Region pointing data:

════════

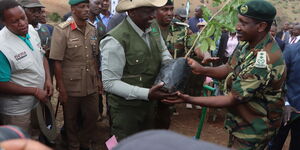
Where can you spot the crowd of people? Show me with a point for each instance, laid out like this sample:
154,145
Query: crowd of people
93,53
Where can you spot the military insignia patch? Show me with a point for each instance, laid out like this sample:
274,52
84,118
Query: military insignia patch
261,60
244,9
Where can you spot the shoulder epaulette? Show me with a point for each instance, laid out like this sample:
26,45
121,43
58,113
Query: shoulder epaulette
64,24
91,23
182,24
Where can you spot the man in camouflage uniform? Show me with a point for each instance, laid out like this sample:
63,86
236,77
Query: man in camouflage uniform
254,77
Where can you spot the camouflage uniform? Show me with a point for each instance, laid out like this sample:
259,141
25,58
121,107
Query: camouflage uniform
253,121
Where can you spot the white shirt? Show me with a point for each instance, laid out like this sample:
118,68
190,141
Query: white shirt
113,63
27,70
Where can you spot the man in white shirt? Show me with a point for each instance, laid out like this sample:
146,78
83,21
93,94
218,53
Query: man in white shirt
24,72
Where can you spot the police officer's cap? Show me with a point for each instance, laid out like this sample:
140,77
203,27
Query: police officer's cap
258,9
30,3
74,2
181,12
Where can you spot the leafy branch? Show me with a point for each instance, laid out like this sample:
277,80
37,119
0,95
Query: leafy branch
224,18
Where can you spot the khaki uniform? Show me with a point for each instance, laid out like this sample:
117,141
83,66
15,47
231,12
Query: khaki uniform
77,51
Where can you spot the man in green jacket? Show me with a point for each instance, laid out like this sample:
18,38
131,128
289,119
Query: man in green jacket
132,54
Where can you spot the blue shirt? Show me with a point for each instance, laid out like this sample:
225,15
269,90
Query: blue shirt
5,70
292,59
105,19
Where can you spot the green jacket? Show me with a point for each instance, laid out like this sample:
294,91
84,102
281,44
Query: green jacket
142,64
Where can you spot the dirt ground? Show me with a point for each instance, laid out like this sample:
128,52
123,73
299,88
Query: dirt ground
186,123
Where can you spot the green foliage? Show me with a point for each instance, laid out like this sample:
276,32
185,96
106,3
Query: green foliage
55,17
226,19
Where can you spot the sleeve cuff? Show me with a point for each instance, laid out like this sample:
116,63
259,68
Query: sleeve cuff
287,103
143,94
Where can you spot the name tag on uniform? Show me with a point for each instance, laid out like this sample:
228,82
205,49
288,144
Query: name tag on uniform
261,60
20,56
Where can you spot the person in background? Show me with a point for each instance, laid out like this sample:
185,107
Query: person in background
228,43
115,20
284,35
24,72
74,49
95,9
254,78
295,37
181,14
43,20
171,29
105,14
132,55
291,115
198,17
1,26
273,32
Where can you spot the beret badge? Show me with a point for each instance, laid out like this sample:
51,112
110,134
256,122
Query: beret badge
244,9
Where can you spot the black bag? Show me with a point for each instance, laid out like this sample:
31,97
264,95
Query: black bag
174,74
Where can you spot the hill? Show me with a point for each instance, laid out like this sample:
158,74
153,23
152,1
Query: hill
287,10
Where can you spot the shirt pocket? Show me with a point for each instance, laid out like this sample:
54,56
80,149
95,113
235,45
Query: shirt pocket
75,50
136,64
73,80
24,63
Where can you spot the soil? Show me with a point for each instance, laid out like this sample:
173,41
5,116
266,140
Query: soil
186,123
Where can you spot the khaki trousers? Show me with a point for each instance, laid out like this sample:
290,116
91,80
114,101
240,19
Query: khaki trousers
28,122
80,116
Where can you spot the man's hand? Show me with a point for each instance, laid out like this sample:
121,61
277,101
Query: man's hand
40,94
287,113
181,98
63,96
205,56
209,59
48,87
196,67
156,93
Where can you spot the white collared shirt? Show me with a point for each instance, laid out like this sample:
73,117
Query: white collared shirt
113,62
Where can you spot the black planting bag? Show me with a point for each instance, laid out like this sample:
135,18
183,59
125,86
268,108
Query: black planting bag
174,74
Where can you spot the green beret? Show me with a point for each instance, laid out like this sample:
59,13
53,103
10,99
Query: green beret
170,2
74,2
258,9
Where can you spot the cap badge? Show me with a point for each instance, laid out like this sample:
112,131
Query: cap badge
244,9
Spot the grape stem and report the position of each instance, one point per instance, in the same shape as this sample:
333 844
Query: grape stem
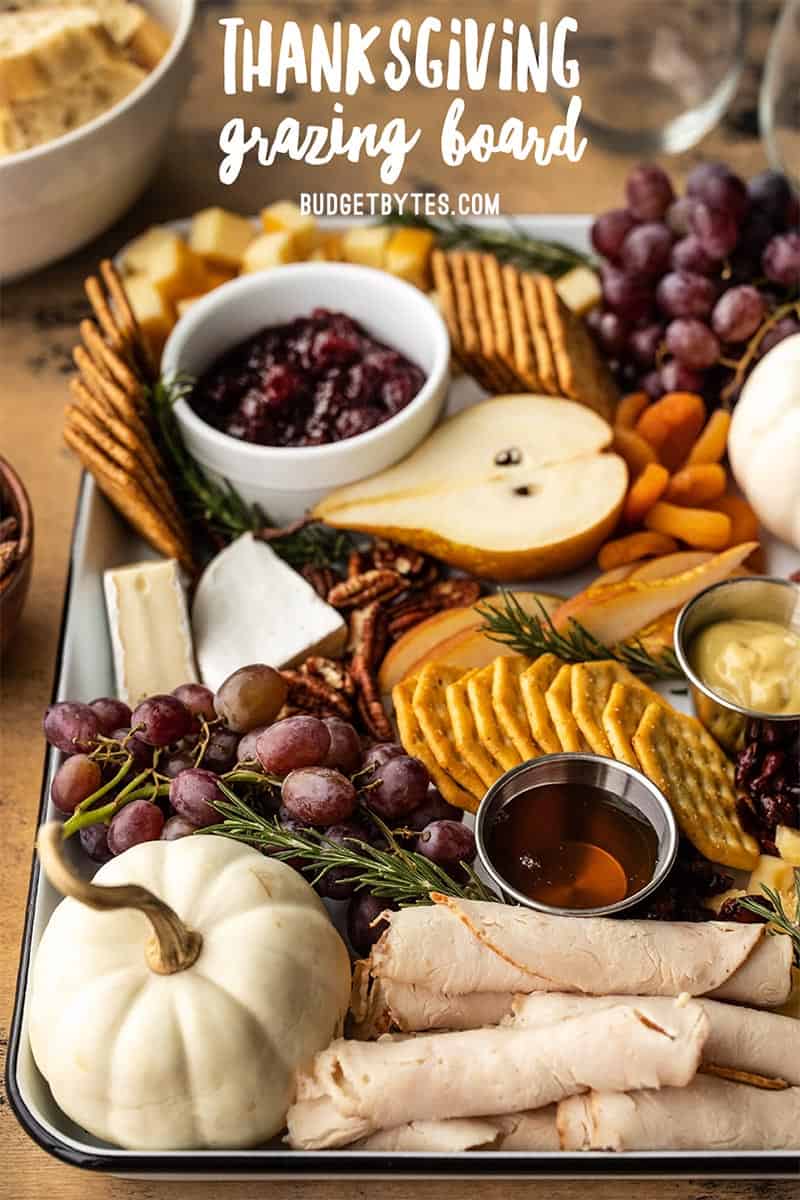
172 947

════════

WHAT THE TASK REQUIRES ▸ Produce the entries again, word for word, without any of their pictures.

RESPONSE BOX ▸
Where can you spot the crowd of people? Show me with a point for each instance, laid out like this sample:
154,145
Query: crowd of people
93,53
Where can you spot the military insignia patch? Show me with a point for each instance, laid out like this sample:
274,52
84,118
Query: military insignia patch
261,60
244,9
Where can you spot the shoulder epaulette? Show me with a point for each instance, laid out like this sample:
26,45
121,43
58,113
Query: shoulder epaulette
64,24
91,23
182,24
Where can you spot the man in camouflage uniform? Show me with a point for each instance, laid out like this sample:
63,86
236,77
Query: man in camouflage uniform
254,77
Where can you spot the camouflage uniform? Show me with a point for each instance, laid out like this sample:
259,141
25,58
121,107
Query: camouflage uniform
253,121
Where can you spot the white shirt? Show me with a point for each instance, laid out like this sample:
118,68
190,141
Query: white shirt
113,63
27,70
Where can you spot the man in white shirt? Show me with a point for each instance, laid out like this sample:
146,78
83,21
93,94
218,53
Query: man in white shirt
24,72
Where can you spot the police officer's cap? Show me with a point for each instance, laid out like this sample:
140,77
203,27
Query: police officer's cap
258,9
30,3
74,2
181,12
Where can you spot the leafy branch? Show me with a point for each instance, laid out like this sample:
277,80
37,119
0,95
Query: leafy branch
224,18
Where can you spot the khaki uniform? Show me with a point for each instance, laid out like this sample:
117,141
83,66
15,47
231,12
Query: khaki uniform
77,51
Where can you spot the man in green jacket? Show me with a point for each instance, laid out like this sample:
18,38
131,128
289,119
Query: man in green jacket
132,54
Where can you spot the blue shirt? Show me with a point for each instance, laid out like this sample:
225,15
269,90
Query: blue shirt
5,70
292,59
105,19
Where can you spot the green jacket? Show me with a point for each instance, laid out like this sample:
294,91
84,102
281,44
Query: green jacket
142,64
Where can you spot the dirt ground? Show me with a point for each instance, laid out like this sample:
128,52
123,73
299,88
Query: dirt ground
186,123
Where can you spot the green foliage? Show me with a point for each instance, laid out like this sample:
276,32
185,96
106,3
Query: green foliage
55,17
226,19
Where can you spot the sleeve cuff? Show me with a point for each instance, laid out like this sample:
116,63
259,68
Query: sleeve cuff
287,103
143,94
Where can you spot the name tag on uniform? Show me with a point for each instance, laid out like this sample:
228,82
205,49
288,144
Query: name tag on uniform
261,60
20,56
Where can you spot the person in background? Show me with a point for each instance, laid out like this sample:
185,107
Query: person in background
228,43
115,20
284,35
24,72
74,49
95,9
254,78
295,37
181,14
43,20
171,29
105,14
132,55
291,115
198,17
1,26
273,32
Where can you spot the beret badge? Show me with a point for each instance, laid out like this sample:
51,112
110,134
256,122
Query: beret badge
244,9
Where can you spot the black bag? Show me with a point for each instance, laid out like this sample:
31,97
264,95
Query: black bag
174,74
Where can you spot the hill? Show me with a point for each instance, laid out like this sample:
158,74
153,23
152,1
Query: hill
287,10
Where can you spot the shirt pocket? Show me with a point for each instance, laid out like this sample:
54,56
80,149
95,113
235,45
Query: shirt pocket
75,50
136,64
73,80
24,63
Where can you spot the soil? Show me with a point for each instance, laid out like this sample:
173,41
5,116
266,140
Query: soil
186,123
Where can you spot the khaki trousers? Show me with a point for each instance, laid out like this sample:
290,116
91,80
114,101
240,19
Query: khaki trousers
28,122
80,116
Where can you spot the man's hand? Show me with a point for each instance, laid out like this sample:
121,61
277,101
Query: man's hand
40,94
287,113
181,98
63,96
205,56
209,59
48,87
196,67
156,93
Where can you spot the white collared shirt? Show me with a point for each instance, laid out like this sample:
73,117
Query: white collared shirt
113,62
Where can you spot the black planting bag? Show me with a point for each instance, laid out like this sample:
135,18
183,59
125,86
268,108
Query: black planting bag
174,74
Where can you spot the green beret? Show me with a point for each instance, laid out like this sample:
59,13
53,103
10,99
Query: green beret
170,2
74,2
258,9
Where can you spot the cap badge? Show me with a point for each instance, laid out like this sample:
112,131
Query: cap badge
244,9
Spot the grape stem and report the position of each instance, one point per instance, in the same shape as this sample:
333 844
Query: grape stem
172 947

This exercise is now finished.